• [Requirement] Lines from the one containing "Give one point for each instance of the bamboo slat" through the last line of the data are to be repeated word for word, both ends included.

• [Data for processing]
-- Begin --

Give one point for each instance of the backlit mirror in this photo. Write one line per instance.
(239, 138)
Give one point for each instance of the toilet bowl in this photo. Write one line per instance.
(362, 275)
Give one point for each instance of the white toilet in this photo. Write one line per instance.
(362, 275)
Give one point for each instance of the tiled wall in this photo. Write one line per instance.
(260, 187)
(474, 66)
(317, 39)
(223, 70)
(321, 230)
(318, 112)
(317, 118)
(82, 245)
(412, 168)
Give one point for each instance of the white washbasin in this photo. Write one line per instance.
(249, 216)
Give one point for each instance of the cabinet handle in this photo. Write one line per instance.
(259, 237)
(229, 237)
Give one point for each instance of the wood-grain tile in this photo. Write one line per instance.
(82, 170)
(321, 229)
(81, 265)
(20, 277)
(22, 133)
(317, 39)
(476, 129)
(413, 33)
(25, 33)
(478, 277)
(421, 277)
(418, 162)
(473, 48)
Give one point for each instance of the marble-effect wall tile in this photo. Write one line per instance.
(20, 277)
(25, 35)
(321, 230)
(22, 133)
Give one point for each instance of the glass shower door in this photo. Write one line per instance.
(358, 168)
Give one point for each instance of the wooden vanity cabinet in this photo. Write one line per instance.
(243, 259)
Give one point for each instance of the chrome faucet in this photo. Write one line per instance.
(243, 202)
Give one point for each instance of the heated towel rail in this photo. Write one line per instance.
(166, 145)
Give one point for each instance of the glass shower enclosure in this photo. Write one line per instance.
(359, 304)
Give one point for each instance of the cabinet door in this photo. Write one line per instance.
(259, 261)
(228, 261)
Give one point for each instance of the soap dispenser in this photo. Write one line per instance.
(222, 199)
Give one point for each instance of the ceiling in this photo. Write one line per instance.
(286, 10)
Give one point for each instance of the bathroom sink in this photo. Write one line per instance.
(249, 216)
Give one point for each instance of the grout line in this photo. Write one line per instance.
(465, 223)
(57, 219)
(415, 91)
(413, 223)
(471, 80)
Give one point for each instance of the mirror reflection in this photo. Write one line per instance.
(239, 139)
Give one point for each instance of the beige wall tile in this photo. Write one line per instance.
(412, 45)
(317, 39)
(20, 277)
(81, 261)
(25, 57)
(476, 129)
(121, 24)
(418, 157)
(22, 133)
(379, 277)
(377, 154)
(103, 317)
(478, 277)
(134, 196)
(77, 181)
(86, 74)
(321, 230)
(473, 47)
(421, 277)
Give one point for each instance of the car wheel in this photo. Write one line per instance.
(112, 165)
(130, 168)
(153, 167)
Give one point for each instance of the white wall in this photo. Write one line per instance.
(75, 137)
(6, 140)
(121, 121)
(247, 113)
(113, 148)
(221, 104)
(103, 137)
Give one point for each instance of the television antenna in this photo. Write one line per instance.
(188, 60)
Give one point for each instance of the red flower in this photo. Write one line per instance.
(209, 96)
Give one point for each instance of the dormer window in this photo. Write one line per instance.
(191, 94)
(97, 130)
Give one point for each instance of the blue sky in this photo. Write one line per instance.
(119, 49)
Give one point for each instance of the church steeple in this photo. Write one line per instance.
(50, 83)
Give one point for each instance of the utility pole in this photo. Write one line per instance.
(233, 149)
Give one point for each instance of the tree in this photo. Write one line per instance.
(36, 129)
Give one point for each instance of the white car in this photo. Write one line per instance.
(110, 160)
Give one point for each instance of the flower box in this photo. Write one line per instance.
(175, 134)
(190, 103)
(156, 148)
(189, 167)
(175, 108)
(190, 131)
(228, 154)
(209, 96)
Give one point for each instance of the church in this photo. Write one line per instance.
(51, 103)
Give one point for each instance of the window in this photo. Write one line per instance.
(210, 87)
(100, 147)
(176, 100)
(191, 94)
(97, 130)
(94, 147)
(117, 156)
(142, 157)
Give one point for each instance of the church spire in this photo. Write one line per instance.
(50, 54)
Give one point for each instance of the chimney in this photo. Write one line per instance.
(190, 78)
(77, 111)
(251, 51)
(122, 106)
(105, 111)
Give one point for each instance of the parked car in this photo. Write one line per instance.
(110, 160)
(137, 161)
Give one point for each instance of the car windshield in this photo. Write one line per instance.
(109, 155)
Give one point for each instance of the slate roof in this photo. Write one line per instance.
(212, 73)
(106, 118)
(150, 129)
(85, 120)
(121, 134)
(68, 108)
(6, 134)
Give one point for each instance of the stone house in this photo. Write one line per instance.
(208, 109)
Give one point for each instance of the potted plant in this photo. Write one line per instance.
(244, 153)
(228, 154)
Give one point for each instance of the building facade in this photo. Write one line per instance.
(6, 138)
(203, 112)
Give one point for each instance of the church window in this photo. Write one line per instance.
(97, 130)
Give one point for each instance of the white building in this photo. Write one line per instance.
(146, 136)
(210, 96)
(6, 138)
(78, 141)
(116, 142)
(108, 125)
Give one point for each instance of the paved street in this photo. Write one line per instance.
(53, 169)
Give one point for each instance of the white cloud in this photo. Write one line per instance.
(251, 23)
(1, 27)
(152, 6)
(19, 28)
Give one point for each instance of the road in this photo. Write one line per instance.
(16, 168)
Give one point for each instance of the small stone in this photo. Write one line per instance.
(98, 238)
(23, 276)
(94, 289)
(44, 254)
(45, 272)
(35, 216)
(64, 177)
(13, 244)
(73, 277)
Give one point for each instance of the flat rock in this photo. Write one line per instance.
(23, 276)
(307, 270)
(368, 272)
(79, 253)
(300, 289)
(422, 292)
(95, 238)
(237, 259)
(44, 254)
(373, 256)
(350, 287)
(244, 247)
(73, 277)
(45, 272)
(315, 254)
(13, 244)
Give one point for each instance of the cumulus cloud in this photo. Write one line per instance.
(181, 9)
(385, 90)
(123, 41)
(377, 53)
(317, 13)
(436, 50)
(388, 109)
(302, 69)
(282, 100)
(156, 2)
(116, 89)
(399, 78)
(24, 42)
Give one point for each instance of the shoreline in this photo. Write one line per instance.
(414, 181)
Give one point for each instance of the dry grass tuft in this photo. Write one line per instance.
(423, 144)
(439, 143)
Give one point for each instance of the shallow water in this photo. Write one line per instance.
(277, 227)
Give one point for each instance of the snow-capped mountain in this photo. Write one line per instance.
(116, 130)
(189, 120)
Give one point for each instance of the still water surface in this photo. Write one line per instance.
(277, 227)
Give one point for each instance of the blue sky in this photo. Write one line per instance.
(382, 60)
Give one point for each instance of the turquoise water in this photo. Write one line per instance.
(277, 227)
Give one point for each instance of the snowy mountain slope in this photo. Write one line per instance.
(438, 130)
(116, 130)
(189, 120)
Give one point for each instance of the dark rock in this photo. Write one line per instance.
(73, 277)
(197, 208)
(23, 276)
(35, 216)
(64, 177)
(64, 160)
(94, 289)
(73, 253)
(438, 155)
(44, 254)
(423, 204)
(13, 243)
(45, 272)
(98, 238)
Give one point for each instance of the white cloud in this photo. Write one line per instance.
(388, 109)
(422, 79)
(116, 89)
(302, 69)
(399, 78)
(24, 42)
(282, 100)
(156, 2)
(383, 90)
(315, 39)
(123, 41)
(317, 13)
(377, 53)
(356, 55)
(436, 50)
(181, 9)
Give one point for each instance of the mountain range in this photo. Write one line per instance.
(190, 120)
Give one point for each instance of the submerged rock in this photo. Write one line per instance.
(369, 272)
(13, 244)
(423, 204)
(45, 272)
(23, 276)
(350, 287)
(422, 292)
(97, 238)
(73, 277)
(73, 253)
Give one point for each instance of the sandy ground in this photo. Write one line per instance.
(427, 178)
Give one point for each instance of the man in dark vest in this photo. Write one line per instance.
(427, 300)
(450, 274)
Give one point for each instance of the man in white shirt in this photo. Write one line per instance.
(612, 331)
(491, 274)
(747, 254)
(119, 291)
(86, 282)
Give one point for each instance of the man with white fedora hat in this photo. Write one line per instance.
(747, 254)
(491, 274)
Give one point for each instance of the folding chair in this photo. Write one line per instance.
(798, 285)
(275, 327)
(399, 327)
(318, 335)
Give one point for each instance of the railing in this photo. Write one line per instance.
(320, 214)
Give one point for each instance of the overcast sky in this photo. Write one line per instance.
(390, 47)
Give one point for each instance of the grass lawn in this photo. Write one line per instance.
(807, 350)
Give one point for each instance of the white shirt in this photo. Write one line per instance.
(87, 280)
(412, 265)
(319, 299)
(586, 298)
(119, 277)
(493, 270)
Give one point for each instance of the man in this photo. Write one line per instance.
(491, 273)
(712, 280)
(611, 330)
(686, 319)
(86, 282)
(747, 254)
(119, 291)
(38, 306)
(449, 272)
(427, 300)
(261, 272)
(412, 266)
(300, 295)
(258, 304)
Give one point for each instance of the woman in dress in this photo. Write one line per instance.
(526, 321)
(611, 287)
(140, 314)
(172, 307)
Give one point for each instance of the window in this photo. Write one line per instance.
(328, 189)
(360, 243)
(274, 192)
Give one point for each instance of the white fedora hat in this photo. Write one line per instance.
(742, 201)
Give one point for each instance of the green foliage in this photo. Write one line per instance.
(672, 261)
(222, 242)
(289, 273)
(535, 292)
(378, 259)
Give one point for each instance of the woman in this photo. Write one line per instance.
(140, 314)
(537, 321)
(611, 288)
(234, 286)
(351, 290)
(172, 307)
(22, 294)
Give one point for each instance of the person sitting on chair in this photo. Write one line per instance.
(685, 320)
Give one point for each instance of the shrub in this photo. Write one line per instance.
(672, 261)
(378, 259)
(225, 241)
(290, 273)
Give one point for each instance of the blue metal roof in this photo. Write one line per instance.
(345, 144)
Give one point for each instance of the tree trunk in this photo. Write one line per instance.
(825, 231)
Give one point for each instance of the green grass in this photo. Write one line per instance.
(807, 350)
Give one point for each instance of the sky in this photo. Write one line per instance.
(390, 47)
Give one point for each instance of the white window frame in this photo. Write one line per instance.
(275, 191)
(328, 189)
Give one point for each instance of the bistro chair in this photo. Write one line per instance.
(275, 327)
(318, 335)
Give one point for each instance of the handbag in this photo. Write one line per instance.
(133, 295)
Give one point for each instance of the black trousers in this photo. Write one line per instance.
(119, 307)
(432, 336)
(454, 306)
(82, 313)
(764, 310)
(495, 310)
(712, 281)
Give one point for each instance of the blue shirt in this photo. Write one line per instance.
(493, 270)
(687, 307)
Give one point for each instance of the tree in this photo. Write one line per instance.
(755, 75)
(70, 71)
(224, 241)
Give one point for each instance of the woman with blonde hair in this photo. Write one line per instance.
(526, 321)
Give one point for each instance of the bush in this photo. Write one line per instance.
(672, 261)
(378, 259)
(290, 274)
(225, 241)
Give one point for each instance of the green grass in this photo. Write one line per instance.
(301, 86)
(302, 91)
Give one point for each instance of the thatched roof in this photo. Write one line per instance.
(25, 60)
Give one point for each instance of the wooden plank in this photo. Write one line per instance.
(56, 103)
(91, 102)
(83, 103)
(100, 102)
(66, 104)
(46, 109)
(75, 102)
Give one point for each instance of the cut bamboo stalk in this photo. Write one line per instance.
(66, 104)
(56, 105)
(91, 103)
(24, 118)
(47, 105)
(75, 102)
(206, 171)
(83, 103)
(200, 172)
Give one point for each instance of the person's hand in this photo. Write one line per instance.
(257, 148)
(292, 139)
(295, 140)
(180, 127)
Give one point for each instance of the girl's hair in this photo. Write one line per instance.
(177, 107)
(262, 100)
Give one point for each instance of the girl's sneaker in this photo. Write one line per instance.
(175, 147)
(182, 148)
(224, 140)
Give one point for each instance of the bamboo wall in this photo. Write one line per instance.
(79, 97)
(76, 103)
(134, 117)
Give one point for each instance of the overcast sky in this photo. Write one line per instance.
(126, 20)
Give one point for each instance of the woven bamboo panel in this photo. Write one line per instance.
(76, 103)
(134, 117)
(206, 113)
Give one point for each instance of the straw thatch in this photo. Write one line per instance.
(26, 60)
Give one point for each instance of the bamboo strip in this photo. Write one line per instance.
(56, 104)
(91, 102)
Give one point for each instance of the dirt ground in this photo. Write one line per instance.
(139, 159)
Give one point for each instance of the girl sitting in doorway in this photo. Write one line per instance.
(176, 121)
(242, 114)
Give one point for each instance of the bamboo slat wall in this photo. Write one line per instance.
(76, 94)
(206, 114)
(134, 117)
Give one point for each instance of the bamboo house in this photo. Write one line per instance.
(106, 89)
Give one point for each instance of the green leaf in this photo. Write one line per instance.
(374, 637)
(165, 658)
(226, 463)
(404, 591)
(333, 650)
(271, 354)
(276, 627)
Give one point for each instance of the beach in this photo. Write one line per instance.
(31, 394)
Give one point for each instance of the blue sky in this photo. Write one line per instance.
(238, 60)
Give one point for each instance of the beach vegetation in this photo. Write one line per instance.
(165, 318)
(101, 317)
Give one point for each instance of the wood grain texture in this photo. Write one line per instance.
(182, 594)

-- End --

• [Solution below]
Give one point for each instance of the bamboo slat wall in this photo. Write one line per instance.
(76, 94)
(206, 114)
(134, 117)
Give one point for each instance of the bamboo house in this photo. Write one line per instance.
(106, 89)
Give one point for each instance of the green leaf in this photo. Write one line per instance.
(374, 637)
(165, 658)
(226, 463)
(404, 591)
(333, 650)
(271, 354)
(276, 627)
Give one point for each instance of the beach in this photo. Write one line per instance.
(31, 394)
Give one point for each instance of the blue sky in this photo. Write one line per instance.
(238, 60)
Give one point for each instance of the beach vegetation in this photo. Write one line per instance.
(165, 318)
(101, 317)
Give one point for each instance of the wood grain texture in this photo. Write one line per instance.
(182, 594)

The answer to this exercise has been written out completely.